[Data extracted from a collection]
· · ·

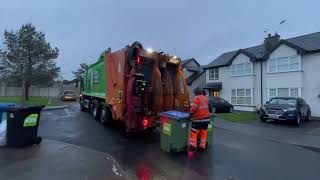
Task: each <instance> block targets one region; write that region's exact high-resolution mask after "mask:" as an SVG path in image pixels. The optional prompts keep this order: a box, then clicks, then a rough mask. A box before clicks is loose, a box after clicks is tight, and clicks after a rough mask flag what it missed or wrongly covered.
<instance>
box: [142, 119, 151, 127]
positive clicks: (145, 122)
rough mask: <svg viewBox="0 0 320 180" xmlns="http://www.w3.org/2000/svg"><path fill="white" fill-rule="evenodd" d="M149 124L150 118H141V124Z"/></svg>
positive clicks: (143, 124) (146, 126)
mask: <svg viewBox="0 0 320 180" xmlns="http://www.w3.org/2000/svg"><path fill="white" fill-rule="evenodd" d="M149 124H150V120H149V119H148V118H146V117H145V118H143V121H142V125H143V127H144V128H146V127H148V126H149Z"/></svg>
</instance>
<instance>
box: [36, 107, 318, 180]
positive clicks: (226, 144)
mask: <svg viewBox="0 0 320 180" xmlns="http://www.w3.org/2000/svg"><path fill="white" fill-rule="evenodd" d="M67 105H69V106H70V107H69V108H66V109H60V110H52V111H45V112H43V116H42V121H41V125H40V132H39V133H40V135H41V136H42V137H43V138H45V139H49V140H54V141H60V142H65V143H69V144H75V145H78V146H81V147H86V148H90V149H94V150H96V151H100V152H104V153H107V154H109V155H111V156H112V157H113V158H114V159H115V160H116V161H117V162H118V163H119V166H120V167H121V169H123V170H124V171H125V173H126V174H130V175H131V177H132V178H131V179H134V177H137V176H139V174H141V173H148V174H150V175H151V177H153V179H168V180H175V179H197V180H201V179H219V180H220V179H221V180H223V179H228V178H229V177H234V179H236V180H241V179H243V180H250V179H253V180H264V179H266V180H269V179H273V180H277V179H279V180H282V179H290V180H300V179H318V176H319V167H318V165H319V162H320V153H319V151H314V150H312V149H308V148H305V147H302V146H296V145H292V144H291V143H287V142H281V141H274V140H272V139H268V138H265V136H259V135H257V132H255V133H246V132H245V130H249V131H257V129H258V130H260V129H263V130H261V132H260V133H262V134H263V135H265V134H268V133H270V132H271V131H269V130H270V129H271V130H272V129H273V128H263V127H259V126H260V125H259V124H256V125H255V124H240V125H242V126H243V128H239V126H237V125H238V124H239V123H232V124H231V125H233V126H230V125H229V124H225V123H224V121H220V122H219V121H217V126H218V127H216V128H215V130H214V145H213V148H212V149H210V150H208V151H207V152H205V153H203V154H201V155H198V156H196V157H195V158H193V159H188V158H187V157H186V155H185V154H168V153H165V152H163V151H161V150H160V144H159V143H160V138H159V132H158V131H155V132H154V133H150V134H144V135H140V136H136V137H130V138H128V137H126V136H124V134H123V133H122V132H121V129H119V128H117V127H113V128H107V127H104V126H102V125H101V124H100V123H99V122H97V121H95V120H94V119H93V118H92V117H91V115H89V114H88V113H85V112H81V111H80V110H79V106H78V104H77V103H72V102H71V103H67ZM221 125H226V126H228V127H232V128H234V129H228V128H225V127H222V126H221ZM262 126H272V124H265V125H262ZM244 127H246V128H248V127H249V129H245V128H244ZM250 128H251V129H250ZM283 128H285V127H283ZM239 129H240V130H239ZM265 129H266V130H268V131H264V130H265ZM277 132H278V133H279V132H281V131H277ZM271 134H272V132H271ZM301 164H303V166H300V165H301Z"/></svg>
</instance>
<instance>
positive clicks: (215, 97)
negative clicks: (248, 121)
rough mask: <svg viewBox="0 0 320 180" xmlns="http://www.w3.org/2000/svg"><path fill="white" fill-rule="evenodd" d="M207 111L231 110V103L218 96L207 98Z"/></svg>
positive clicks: (212, 112) (227, 110)
mask: <svg viewBox="0 0 320 180" xmlns="http://www.w3.org/2000/svg"><path fill="white" fill-rule="evenodd" d="M209 111H210V112H211V113H215V112H221V113H223V112H233V105H232V104H230V103H229V102H228V101H226V100H224V99H222V98H220V97H210V98H209Z"/></svg>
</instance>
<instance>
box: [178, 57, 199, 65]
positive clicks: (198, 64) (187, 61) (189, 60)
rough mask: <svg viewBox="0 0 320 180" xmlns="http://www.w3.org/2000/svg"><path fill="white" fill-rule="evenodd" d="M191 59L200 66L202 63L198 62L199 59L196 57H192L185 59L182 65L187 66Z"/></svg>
mask: <svg viewBox="0 0 320 180" xmlns="http://www.w3.org/2000/svg"><path fill="white" fill-rule="evenodd" d="M191 61H194V62H195V63H196V64H197V65H198V66H200V64H199V63H198V61H197V60H196V59H194V58H190V59H186V60H183V61H182V62H181V64H180V65H181V66H182V67H185V66H186V65H187V64H189V63H190V62H191Z"/></svg>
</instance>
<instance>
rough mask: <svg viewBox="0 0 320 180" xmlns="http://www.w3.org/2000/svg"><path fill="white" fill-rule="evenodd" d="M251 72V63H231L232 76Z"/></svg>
mask: <svg viewBox="0 0 320 180" xmlns="http://www.w3.org/2000/svg"><path fill="white" fill-rule="evenodd" d="M252 74H253V64H252V63H241V64H233V65H231V75H232V76H245V75H252Z"/></svg>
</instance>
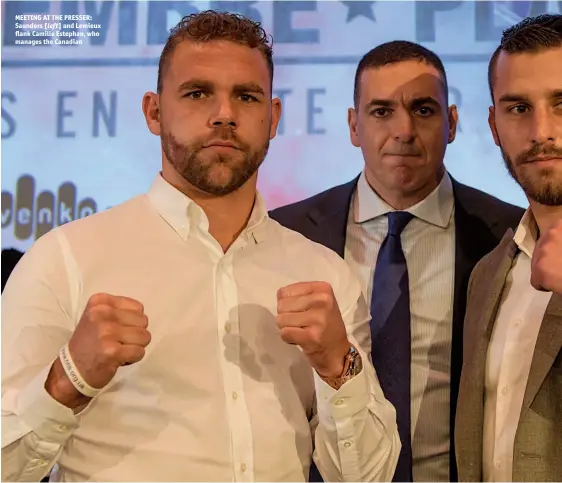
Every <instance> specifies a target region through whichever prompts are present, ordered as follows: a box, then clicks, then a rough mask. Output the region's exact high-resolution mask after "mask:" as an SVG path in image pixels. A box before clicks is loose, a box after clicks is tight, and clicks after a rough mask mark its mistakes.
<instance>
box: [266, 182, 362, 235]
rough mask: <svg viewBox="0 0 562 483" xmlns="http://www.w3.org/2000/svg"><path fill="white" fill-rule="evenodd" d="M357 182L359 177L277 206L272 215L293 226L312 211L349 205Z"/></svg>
mask: <svg viewBox="0 0 562 483" xmlns="http://www.w3.org/2000/svg"><path fill="white" fill-rule="evenodd" d="M356 184H357V179H354V180H352V181H349V182H347V183H345V184H341V185H338V186H334V187H333V188H330V189H327V190H325V191H322V192H321V193H318V194H316V195H314V196H311V197H310V198H306V199H304V200H301V201H297V202H295V203H291V204H289V205H286V206H282V207H279V208H276V209H275V210H272V211H271V212H270V216H271V218H272V219H274V220H277V221H278V222H279V223H281V224H282V225H285V226H289V227H292V226H294V225H295V224H297V223H298V220H300V219H302V218H303V217H305V216H307V215H309V214H310V213H314V212H323V211H325V210H326V209H334V207H335V205H340V204H345V205H349V202H350V200H351V195H352V194H353V191H354V189H355V185H356Z"/></svg>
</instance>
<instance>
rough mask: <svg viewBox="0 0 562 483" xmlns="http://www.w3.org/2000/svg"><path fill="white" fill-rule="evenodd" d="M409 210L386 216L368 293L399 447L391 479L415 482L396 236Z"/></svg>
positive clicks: (402, 316) (385, 392) (385, 393)
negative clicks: (381, 242)
mask: <svg viewBox="0 0 562 483" xmlns="http://www.w3.org/2000/svg"><path fill="white" fill-rule="evenodd" d="M412 218H413V215H412V214H411V213H408V212H405V211H394V212H391V213H389V214H388V234H387V236H386V238H385V240H384V242H383V243H382V245H381V248H380V251H379V255H378V257H377V264H376V267H375V278H374V281H373V294H372V297H371V317H372V319H371V337H372V356H373V365H374V366H375V369H376V371H377V376H378V378H379V381H380V384H381V387H382V390H383V392H384V395H385V397H386V399H388V400H389V401H390V402H391V403H392V405H393V406H394V408H395V409H396V419H397V424H398V433H399V434H400V441H401V442H402V451H401V452H400V457H399V459H398V464H397V466H396V471H395V473H394V478H393V480H392V481H413V474H412V438H411V429H410V419H411V417H410V364H411V358H412V357H411V336H410V287H409V283H408V267H407V266H406V258H405V256H404V252H403V251H402V243H401V241H400V235H401V233H402V230H404V228H405V227H406V225H407V224H408V223H409V222H410V220H411V219H412Z"/></svg>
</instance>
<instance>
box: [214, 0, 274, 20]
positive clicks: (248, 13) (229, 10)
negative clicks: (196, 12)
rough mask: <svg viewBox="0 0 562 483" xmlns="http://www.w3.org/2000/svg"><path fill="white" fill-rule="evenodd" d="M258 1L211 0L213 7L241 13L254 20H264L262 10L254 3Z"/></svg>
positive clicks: (215, 8)
mask: <svg viewBox="0 0 562 483" xmlns="http://www.w3.org/2000/svg"><path fill="white" fill-rule="evenodd" d="M254 3H257V2H252V1H250V2H239V1H228V0H227V1H224V0H214V1H212V2H211V9H213V10H220V11H227V12H233V13H239V14H240V15H244V16H245V17H248V18H251V19H252V20H253V21H254V22H260V23H261V22H263V19H262V16H261V13H260V11H259V10H258V9H257V8H255V7H253V6H252V5H253V4H254Z"/></svg>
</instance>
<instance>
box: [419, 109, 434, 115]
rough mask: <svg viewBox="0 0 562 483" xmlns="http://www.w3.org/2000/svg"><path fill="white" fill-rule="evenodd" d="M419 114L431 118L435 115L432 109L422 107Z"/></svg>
mask: <svg viewBox="0 0 562 483" xmlns="http://www.w3.org/2000/svg"><path fill="white" fill-rule="evenodd" d="M417 112H418V113H419V114H420V115H422V116H424V117H427V116H431V115H432V114H434V113H435V111H434V110H433V109H432V108H431V107H420V108H419V109H418V111H417Z"/></svg>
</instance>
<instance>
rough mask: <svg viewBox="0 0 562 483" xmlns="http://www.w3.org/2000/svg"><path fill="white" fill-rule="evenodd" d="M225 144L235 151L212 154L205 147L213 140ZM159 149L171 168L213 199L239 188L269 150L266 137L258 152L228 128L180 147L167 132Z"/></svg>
mask: <svg viewBox="0 0 562 483" xmlns="http://www.w3.org/2000/svg"><path fill="white" fill-rule="evenodd" d="M218 140H220V141H228V142H230V143H233V144H234V145H235V146H236V148H237V149H231V150H230V151H231V152H229V153H215V154H213V153H212V151H211V149H212V148H209V150H208V152H205V151H207V149H208V148H205V147H204V146H206V145H208V144H209V143H210V142H212V141H218ZM161 142H162V150H163V151H164V154H165V155H166V157H167V158H168V161H169V162H170V163H171V164H172V166H173V167H174V169H175V170H176V171H177V172H178V173H179V174H180V175H181V176H182V177H183V178H184V179H185V180H186V181H187V182H188V183H190V184H191V185H192V186H194V187H195V188H197V189H198V190H200V191H202V192H204V193H207V194H209V195H213V196H226V195H228V194H230V193H233V192H234V191H236V190H237V189H239V188H240V187H242V186H243V185H244V184H245V183H246V181H248V180H249V179H250V178H251V177H252V176H253V175H254V173H255V172H256V171H257V170H258V168H259V167H260V166H261V164H262V163H263V160H264V159H265V156H266V155H267V151H268V149H269V137H266V138H265V139H264V140H263V141H262V143H261V146H260V147H259V148H258V149H252V148H251V147H250V146H249V145H248V144H246V143H243V142H242V141H241V140H240V139H239V138H238V136H237V135H236V133H235V132H234V131H233V130H232V129H231V128H227V127H221V128H217V129H215V131H214V132H213V134H212V135H211V136H209V138H208V139H206V140H205V141H196V142H193V143H191V144H181V143H180V142H179V141H178V140H177V139H176V138H175V137H174V135H173V134H172V133H171V132H169V131H165V130H163V131H162V135H161Z"/></svg>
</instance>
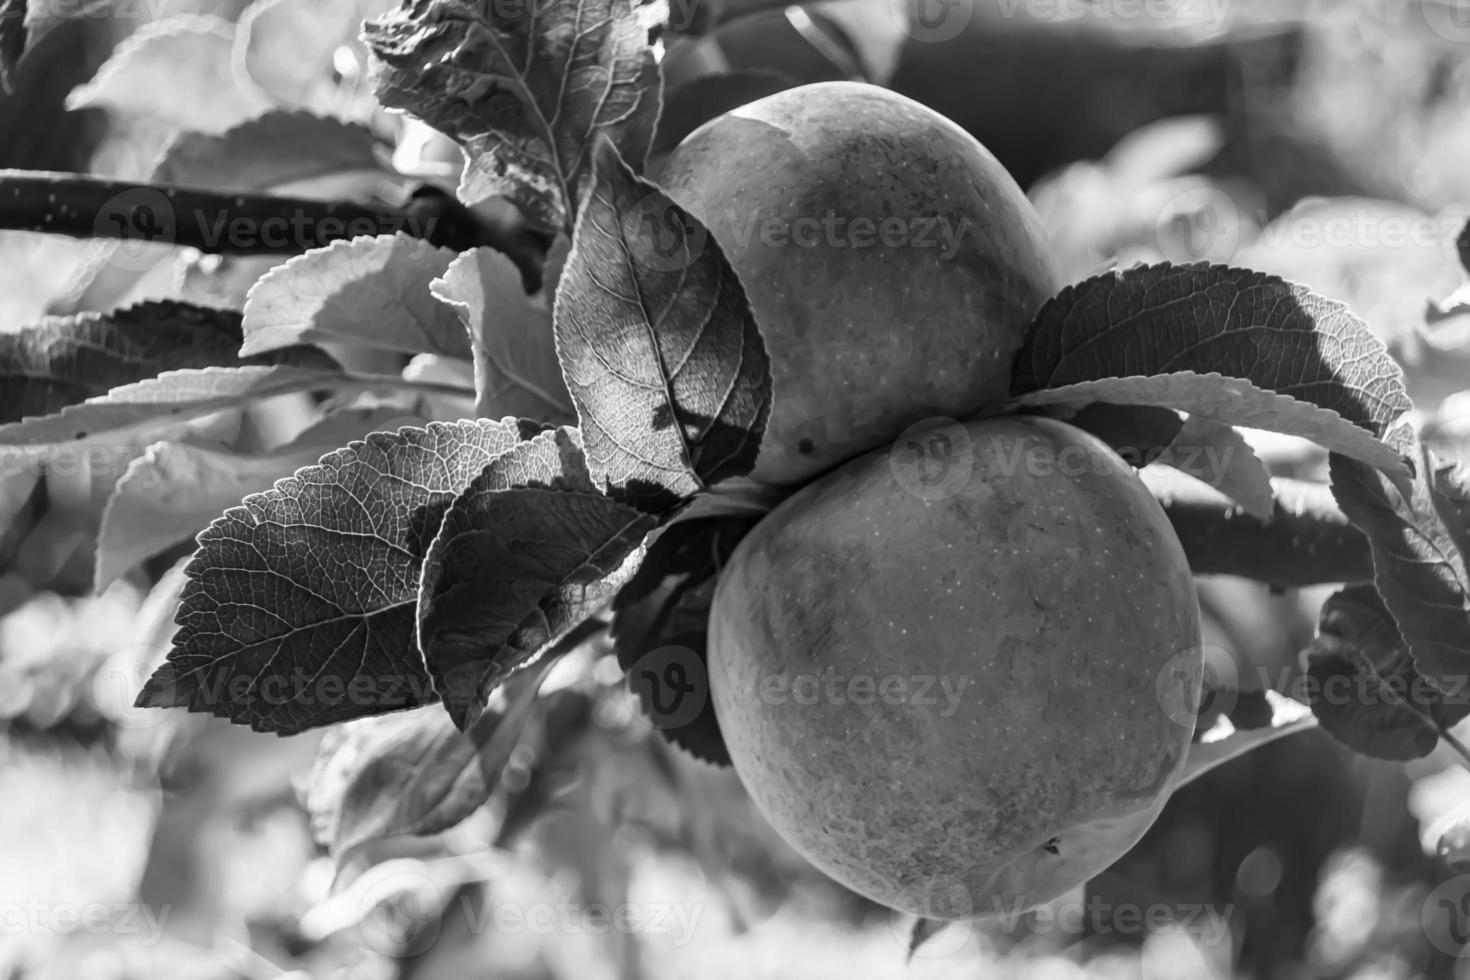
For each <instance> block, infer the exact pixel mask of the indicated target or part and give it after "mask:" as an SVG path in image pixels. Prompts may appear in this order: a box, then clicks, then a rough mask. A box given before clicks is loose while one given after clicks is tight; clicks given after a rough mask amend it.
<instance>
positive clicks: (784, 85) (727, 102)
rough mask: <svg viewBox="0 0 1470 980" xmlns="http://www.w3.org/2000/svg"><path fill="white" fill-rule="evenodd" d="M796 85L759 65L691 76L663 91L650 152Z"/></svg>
mask: <svg viewBox="0 0 1470 980" xmlns="http://www.w3.org/2000/svg"><path fill="white" fill-rule="evenodd" d="M797 84H798V82H797V79H794V78H791V76H789V75H785V73H782V72H775V71H770V69H763V68H747V69H739V71H734V72H722V73H719V75H700V76H698V78H691V79H689V81H688V82H685V84H684V85H679V87H676V88H673V90H672V91H666V93H664V96H663V112H660V113H659V128H657V131H656V132H654V138H653V148H651V150H650V153H666V151H669V150H672V148H673V147H676V145H679V143H681V141H682V140H684V138H685V137H686V135H689V134H691V132H694V131H695V129H698V128H700V126H701V125H704V123H706V122H709V120H710V119H714V118H716V116H719V115H723V113H726V112H729V110H731V109H738V107H739V106H744V104H748V103H753V101H756V100H757V98H764V97H766V96H775V94H776V93H782V91H786V90H788V88H794V87H795V85H797Z"/></svg>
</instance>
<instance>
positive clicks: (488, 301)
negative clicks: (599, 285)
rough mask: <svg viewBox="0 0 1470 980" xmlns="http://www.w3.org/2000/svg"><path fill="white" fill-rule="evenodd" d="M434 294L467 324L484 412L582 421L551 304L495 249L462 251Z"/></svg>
mask: <svg viewBox="0 0 1470 980" xmlns="http://www.w3.org/2000/svg"><path fill="white" fill-rule="evenodd" d="M429 291H431V292H432V295H434V297H435V298H437V300H440V301H441V303H444V304H447V306H448V307H450V309H451V310H454V311H456V313H457V314H459V319H460V320H462V322H463V325H465V326H463V332H465V334H466V335H467V336H469V344H470V348H472V351H473V357H475V392H476V403H478V408H476V414H479V416H482V417H498V416H517V417H523V419H541V420H544V422H550V423H553V425H562V423H570V422H575V420H576V410H575V408H573V407H572V395H570V394H569V392H567V389H566V382H564V381H562V364H560V361H559V360H557V356H556V334H554V332H553V329H551V303H550V301H548V300H547V297H542V295H534V297H531V295H526V292H525V289H523V288H522V285H520V272H519V270H517V269H516V266H514V263H512V262H510V259H507V257H506V256H504V254H503V253H500V251H495V250H494V248H472V250H469V251H465V253H460V256H459V257H457V259H456V260H454V262H453V263H450V266H448V269H445V270H444V275H441V276H440V278H438V279H435V281H434V282H431V284H429Z"/></svg>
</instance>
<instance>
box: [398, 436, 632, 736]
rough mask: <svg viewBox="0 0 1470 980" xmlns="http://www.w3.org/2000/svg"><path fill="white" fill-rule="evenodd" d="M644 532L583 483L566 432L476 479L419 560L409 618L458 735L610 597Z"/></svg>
mask: <svg viewBox="0 0 1470 980" xmlns="http://www.w3.org/2000/svg"><path fill="white" fill-rule="evenodd" d="M653 526H654V520H653V517H650V516H647V514H644V513H642V511H638V510H635V508H632V507H628V505H625V504H620V502H617V501H614V500H612V498H610V497H606V495H603V494H601V492H598V489H597V488H595V486H594V485H592V478H591V475H589V473H588V472H587V458H585V457H584V454H582V445H581V438H579V433H578V432H576V429H551V430H548V432H542V433H541V435H538V436H535V438H534V439H531V441H528V442H523V444H520V445H517V447H516V448H513V450H510V451H507V453H504V454H503V455H500V457H497V458H495V460H492V461H491V463H490V464H488V466H487V467H485V469H484V472H482V473H481V475H479V476H476V478H475V480H473V482H472V483H470V485H469V486H467V488H466V489H465V492H462V494H460V495H459V497H457V498H456V500H454V502H453V505H450V508H448V510H447V511H445V513H444V522H442V525H441V527H440V529H438V536H435V539H434V544H432V545H431V547H429V550H428V554H426V555H425V558H423V577H422V585H420V589H419V613H417V614H419V649H422V651H423V658H425V661H426V663H428V666H429V674H431V676H432V677H434V689H435V691H437V692H438V695H440V696H441V698H442V699H444V707H445V708H447V710H448V713H450V716H451V717H453V718H454V723H456V724H457V726H459V727H460V729H465V727H467V726H469V724H470V723H472V721H473V720H475V718H476V716H478V714H479V711H481V708H482V707H484V704H485V701H487V698H488V696H490V693H491V692H492V691H494V689H495V686H497V685H500V683H501V682H503V680H504V679H506V677H509V676H512V674H513V673H516V671H519V670H522V669H523V667H526V666H529V664H531V663H534V661H535V660H537V657H539V655H541V652H542V651H544V649H545V648H547V646H548V645H550V644H553V642H556V641H557V639H560V638H563V636H566V635H567V633H569V632H570V630H572V629H575V627H576V626H579V624H581V623H582V621H584V620H587V619H588V617H589V616H592V614H594V613H595V611H597V610H598V608H600V607H601V605H603V604H606V602H609V601H610V599H612V598H613V595H616V592H617V589H619V588H620V586H622V585H623V582H626V579H628V576H631V574H632V572H634V569H637V560H635V558H632V555H634V554H635V552H638V551H639V550H641V545H642V539H644V536H645V535H647V533H648V532H650V530H653Z"/></svg>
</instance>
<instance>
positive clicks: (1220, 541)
mask: <svg viewBox="0 0 1470 980" xmlns="http://www.w3.org/2000/svg"><path fill="white" fill-rule="evenodd" d="M1139 475H1141V476H1142V478H1144V482H1145V483H1147V485H1148V488H1150V489H1151V491H1152V494H1154V497H1155V498H1157V500H1158V502H1161V504H1163V505H1164V513H1167V514H1169V520H1170V522H1172V523H1173V526H1175V532H1176V533H1177V535H1179V541H1180V542H1182V544H1183V547H1185V554H1186V555H1189V567H1191V569H1192V570H1194V572H1195V573H1197V574H1236V576H1242V577H1247V579H1255V580H1258V582H1266V583H1267V585H1272V586H1276V588H1283V589H1286V588H1301V586H1307V585H1324V583H1332V582H1372V580H1373V555H1372V551H1370V550H1369V542H1367V538H1364V536H1363V533H1361V532H1360V530H1358V529H1357V527H1354V526H1352V525H1351V523H1349V522H1348V519H1347V516H1344V513H1342V511H1341V510H1339V508H1338V504H1336V501H1333V498H1332V491H1330V489H1329V488H1327V486H1326V485H1324V483H1311V482H1305V480H1292V479H1273V480H1272V488H1273V489H1274V491H1276V511H1274V514H1273V516H1272V519H1270V520H1269V522H1263V520H1258V519H1255V517H1251V516H1250V514H1247V513H1245V511H1244V510H1241V507H1239V505H1238V504H1236V502H1235V501H1232V500H1230V498H1229V497H1226V495H1225V494H1222V492H1220V491H1217V489H1214V488H1213V486H1208V485H1207V483H1202V482H1201V480H1197V479H1194V478H1192V476H1188V475H1185V473H1180V472H1179V470H1173V469H1169V467H1163V466H1150V467H1145V469H1144V470H1141V473H1139Z"/></svg>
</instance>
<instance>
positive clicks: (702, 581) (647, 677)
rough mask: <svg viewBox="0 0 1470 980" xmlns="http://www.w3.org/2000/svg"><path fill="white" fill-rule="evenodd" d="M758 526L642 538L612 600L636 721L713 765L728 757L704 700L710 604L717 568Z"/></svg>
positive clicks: (618, 643)
mask: <svg viewBox="0 0 1470 980" xmlns="http://www.w3.org/2000/svg"><path fill="white" fill-rule="evenodd" d="M698 500H704V498H703V497H701V498H698ZM759 520H760V517H759V516H751V514H741V516H720V517H692V519H688V520H678V519H676V520H673V522H672V523H669V525H666V526H663V527H660V529H659V530H656V532H654V533H653V535H650V536H648V544H647V552H645V554H644V561H642V564H641V566H639V567H638V572H637V573H634V576H632V579H629V582H628V585H625V586H623V589H622V591H620V592H619V594H617V598H616V599H613V624H612V638H613V649H614V651H616V654H617V664H619V666H620V667H622V669H623V673H625V674H626V676H628V685H629V688H631V689H632V691H634V693H635V695H637V696H638V702H639V707H641V708H642V713H644V717H645V718H647V720H648V721H650V723H651V724H653V726H654V727H656V729H659V733H660V735H663V736H664V738H666V739H669V741H670V742H672V743H675V745H678V746H679V748H681V749H684V751H685V752H688V754H689V755H692V757H695V758H698V760H703V761H706V763H710V764H714V765H729V764H731V757H729V749H728V748H726V746H725V738H723V736H722V735H720V726H719V720H717V718H716V717H714V702H713V701H711V699H710V695H709V683H707V679H709V669H707V664H709V624H710V604H711V601H713V599H714V585H716V582H717V579H719V573H720V567H722V566H723V564H725V561H728V560H729V555H731V552H734V551H735V545H736V544H739V541H741V538H744V536H745V533H747V532H750V529H751V527H754V526H756V523H757V522H759ZM681 673H682V674H684V676H682V679H681V677H679V676H676V674H681ZM675 695H678V696H675Z"/></svg>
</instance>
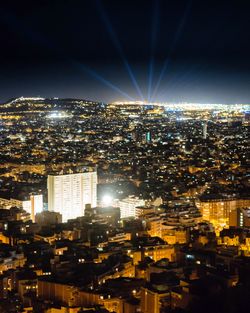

· · ·

→ What is needed: Can you output the records word for word, from their start through the line containing "positive clicks: (143, 124) (146, 126)", inclusive, leaving out the pictures?

→ Solution for this exercise:
Task: each <instance> block targets one region; write that region's exact high-resolution mask after "mask:" as an SVG path in image pixels. The optional prompts keep this order: a box, then clicks, then a rough mask. A box before clicks is loose, a box after clicks is tight, and clicks after a rough mask flag what it missed or wrongly covered.
<instance>
box: [142, 119, 151, 127]
positive clicks: (145, 122)
rough mask: <svg viewBox="0 0 320 180" xmlns="http://www.w3.org/2000/svg"><path fill="white" fill-rule="evenodd" d="M149 124L150 118H141V124Z"/></svg>
positive clicks: (143, 124) (146, 126)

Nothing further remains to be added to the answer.